## Aim of the exercise
Rewrite the records from the line containing "In this exercise you will locate the refrigerator" through the line containing "[(233, 196)]", swapping "plastic bottle" for "glass bottle" and leaving everything else as it is.

## Record excerpts
---
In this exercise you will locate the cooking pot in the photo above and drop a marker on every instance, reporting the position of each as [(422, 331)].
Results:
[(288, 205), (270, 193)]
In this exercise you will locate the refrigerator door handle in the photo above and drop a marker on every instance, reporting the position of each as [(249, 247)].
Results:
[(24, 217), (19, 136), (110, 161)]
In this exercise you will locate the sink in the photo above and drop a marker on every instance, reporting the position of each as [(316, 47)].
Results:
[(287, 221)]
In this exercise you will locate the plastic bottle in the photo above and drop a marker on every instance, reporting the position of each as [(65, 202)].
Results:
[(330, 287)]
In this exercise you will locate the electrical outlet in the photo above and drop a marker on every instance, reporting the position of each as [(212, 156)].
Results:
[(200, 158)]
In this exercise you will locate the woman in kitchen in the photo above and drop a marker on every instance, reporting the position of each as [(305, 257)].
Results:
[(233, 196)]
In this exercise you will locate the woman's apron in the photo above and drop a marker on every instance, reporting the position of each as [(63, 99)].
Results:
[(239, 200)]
---
## Task response
In this exercise you will locate the refrigerator door handle in the photo above and drop a marker on every instance, reporting the position of each as [(249, 247)].
Results:
[(24, 217), (19, 136), (110, 161)]
In this exercise you will locate the sink in the photo above and drop a marker on every instance, reporting the position of each as [(316, 47)].
Results:
[(287, 221)]
In this exercise you will locate the glass bottle in the photo above and drop a marker on every instance, reporting the position of each as [(65, 202)].
Results:
[(330, 287)]
In this exercise you will locate the electrical outlet in the photo above and drop a marker on every instance, reporting the position of each as [(212, 156)].
Results:
[(200, 158)]
In this exercise you will locate the woman in kitchen in the photo above and drop a marker on every instance, reporting the position of each as [(305, 257)].
Results:
[(233, 196)]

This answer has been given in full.